» Task details:
Every record should be written out exactly, with the pictures left out.

» Given information:

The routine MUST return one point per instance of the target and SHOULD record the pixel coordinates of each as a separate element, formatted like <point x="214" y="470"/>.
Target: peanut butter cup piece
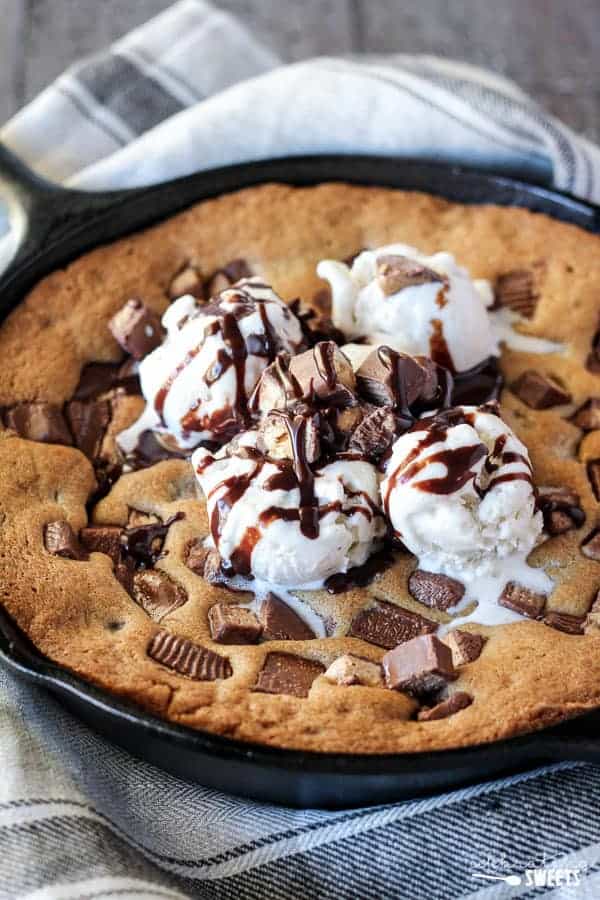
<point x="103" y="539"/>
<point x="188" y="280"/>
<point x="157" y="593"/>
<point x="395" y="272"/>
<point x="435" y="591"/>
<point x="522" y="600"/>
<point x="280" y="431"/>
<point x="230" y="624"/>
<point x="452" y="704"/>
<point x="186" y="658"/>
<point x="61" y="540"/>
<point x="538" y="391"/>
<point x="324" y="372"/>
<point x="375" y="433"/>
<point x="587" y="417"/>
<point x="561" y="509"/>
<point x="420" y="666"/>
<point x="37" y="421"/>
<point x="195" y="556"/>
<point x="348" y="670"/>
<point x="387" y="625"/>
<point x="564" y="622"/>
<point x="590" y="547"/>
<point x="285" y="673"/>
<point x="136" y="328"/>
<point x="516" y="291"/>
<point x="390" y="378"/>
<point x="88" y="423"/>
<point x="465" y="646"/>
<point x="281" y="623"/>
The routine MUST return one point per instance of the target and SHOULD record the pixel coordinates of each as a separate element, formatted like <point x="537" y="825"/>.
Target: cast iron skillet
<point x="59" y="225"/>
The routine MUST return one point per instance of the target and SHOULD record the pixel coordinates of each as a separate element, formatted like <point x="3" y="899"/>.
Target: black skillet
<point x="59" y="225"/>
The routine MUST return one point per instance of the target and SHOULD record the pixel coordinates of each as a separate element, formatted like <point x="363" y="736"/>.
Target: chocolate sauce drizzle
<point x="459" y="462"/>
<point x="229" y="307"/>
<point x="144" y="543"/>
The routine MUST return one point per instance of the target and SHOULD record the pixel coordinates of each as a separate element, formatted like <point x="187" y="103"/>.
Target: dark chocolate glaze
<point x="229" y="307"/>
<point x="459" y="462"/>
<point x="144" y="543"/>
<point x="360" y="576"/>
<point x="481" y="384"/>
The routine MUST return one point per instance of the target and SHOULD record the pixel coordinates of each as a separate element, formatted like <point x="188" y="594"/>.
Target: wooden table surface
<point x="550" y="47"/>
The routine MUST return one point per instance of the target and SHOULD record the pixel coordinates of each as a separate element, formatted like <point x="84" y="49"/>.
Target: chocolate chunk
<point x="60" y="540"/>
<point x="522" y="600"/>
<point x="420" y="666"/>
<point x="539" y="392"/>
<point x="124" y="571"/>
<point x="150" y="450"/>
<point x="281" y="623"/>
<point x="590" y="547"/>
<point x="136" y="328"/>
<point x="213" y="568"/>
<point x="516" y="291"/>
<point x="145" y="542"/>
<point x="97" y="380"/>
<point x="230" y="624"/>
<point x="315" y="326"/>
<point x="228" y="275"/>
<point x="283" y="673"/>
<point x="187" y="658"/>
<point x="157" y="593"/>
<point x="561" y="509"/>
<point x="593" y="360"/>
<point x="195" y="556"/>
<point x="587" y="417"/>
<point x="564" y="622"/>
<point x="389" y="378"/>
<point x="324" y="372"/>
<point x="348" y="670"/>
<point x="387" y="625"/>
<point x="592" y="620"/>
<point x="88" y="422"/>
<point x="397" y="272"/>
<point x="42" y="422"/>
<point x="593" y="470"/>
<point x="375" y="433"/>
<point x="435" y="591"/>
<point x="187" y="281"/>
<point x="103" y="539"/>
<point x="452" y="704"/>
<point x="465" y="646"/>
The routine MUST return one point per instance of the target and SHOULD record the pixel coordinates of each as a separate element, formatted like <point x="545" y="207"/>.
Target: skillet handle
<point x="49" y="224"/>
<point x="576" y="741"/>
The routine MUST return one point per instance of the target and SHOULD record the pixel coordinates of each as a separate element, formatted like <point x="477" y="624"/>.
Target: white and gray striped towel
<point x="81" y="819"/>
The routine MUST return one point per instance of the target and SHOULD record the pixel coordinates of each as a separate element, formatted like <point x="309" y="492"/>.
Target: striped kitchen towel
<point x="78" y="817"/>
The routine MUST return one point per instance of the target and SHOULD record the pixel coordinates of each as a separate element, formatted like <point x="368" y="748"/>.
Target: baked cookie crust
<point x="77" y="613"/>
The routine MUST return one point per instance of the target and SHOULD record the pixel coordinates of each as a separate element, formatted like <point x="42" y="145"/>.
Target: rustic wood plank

» Answer in full:
The routine MUST return one point per instance of the target and SHOULD record the pixel coordinates of each as a separate element, formatted like <point x="214" y="470"/>.
Target: peanut butter cup piece
<point x="103" y="539"/>
<point x="188" y="280"/>
<point x="157" y="593"/>
<point x="395" y="272"/>
<point x="435" y="591"/>
<point x="522" y="600"/>
<point x="280" y="431"/>
<point x="230" y="624"/>
<point x="452" y="704"/>
<point x="186" y="658"/>
<point x="61" y="540"/>
<point x="538" y="391"/>
<point x="324" y="372"/>
<point x="375" y="433"/>
<point x="587" y="417"/>
<point x="561" y="509"/>
<point x="420" y="666"/>
<point x="37" y="421"/>
<point x="195" y="556"/>
<point x="348" y="670"/>
<point x="387" y="625"/>
<point x="564" y="622"/>
<point x="590" y="547"/>
<point x="285" y="673"/>
<point x="136" y="328"/>
<point x="516" y="291"/>
<point x="390" y="378"/>
<point x="88" y="423"/>
<point x="465" y="646"/>
<point x="281" y="623"/>
The routine MUST return one point per instance of the target and SHOULD record the pixel coordinates of each as a separate element, formatted like <point x="537" y="825"/>.
Target: cast iron skillet
<point x="59" y="225"/>
The routine MUST return one point per instance of the target and SHOULD record the pixel coordinates of each as a separate element, formatted like <point x="3" y="899"/>.
Target: black skillet
<point x="59" y="225"/>
The routine MUST return one point per instance of the target and SHOULD record the pixel coordinates of each as a separate element, formatted like <point x="363" y="736"/>.
Target: chocolate sauce drizzle
<point x="459" y="462"/>
<point x="229" y="307"/>
<point x="144" y="543"/>
The routine MUST return one point per instance of the target and SHOULD record the pixel coordinates of each as a separate element, formatted like <point x="187" y="103"/>.
Target: dark chocolate glaze
<point x="229" y="307"/>
<point x="459" y="462"/>
<point x="144" y="543"/>
<point x="360" y="576"/>
<point x="481" y="384"/>
The routine MUST return one point per instance of the target and SHOULD record the pixel coordinates of each as a separate element, formatted like <point x="188" y="594"/>.
Target: wooden table surface
<point x="550" y="47"/>
The routine MUST return one point per instance of the target and SHOULD record the pixel coordinates of each as a separate element, formatted like <point x="84" y="49"/>.
Target: chocolate chunk
<point x="60" y="540"/>
<point x="522" y="600"/>
<point x="420" y="666"/>
<point x="539" y="392"/>
<point x="124" y="571"/>
<point x="150" y="450"/>
<point x="281" y="623"/>
<point x="590" y="547"/>
<point x="136" y="328"/>
<point x="213" y="568"/>
<point x="516" y="291"/>
<point x="145" y="542"/>
<point x="97" y="380"/>
<point x="230" y="624"/>
<point x="315" y="326"/>
<point x="228" y="275"/>
<point x="283" y="673"/>
<point x="187" y="658"/>
<point x="157" y="593"/>
<point x="561" y="509"/>
<point x="593" y="360"/>
<point x="195" y="556"/>
<point x="587" y="417"/>
<point x="564" y="622"/>
<point x="389" y="378"/>
<point x="324" y="372"/>
<point x="348" y="670"/>
<point x="387" y="625"/>
<point x="592" y="620"/>
<point x="88" y="422"/>
<point x="397" y="272"/>
<point x="42" y="422"/>
<point x="593" y="470"/>
<point x="375" y="433"/>
<point x="435" y="591"/>
<point x="187" y="281"/>
<point x="103" y="539"/>
<point x="452" y="704"/>
<point x="465" y="646"/>
The routine MUST return one point per instance of the target and SHOULD record the pixel coordinates of each as a separate element, formatted like <point x="545" y="207"/>.
Target: skillet handle
<point x="49" y="224"/>
<point x="576" y="741"/>
The routine MUST return one point per instance of the target and SHOULD record the pixel coordinates of each as a separate element, formatted like <point x="477" y="624"/>.
Target: white and gray striped towel
<point x="81" y="819"/>
The routine MUST return one point per instance of the target and SHOULD record the pixel coordinates of each as a separate element, formatted like <point x="309" y="492"/>.
Target: striped kitchen towel
<point x="78" y="817"/>
The routine MUST return one point per instance of the target and SHOULD record the pixel coordinates of each as a separate element, formatted like <point x="368" y="748"/>.
Target: baked cookie crust
<point x="77" y="613"/>
The routine MUST return one point per instance of the target and SHOULD record the pixel coordinates of each as a separate element, formatted like <point x="42" y="145"/>.
Target: rustic wood plank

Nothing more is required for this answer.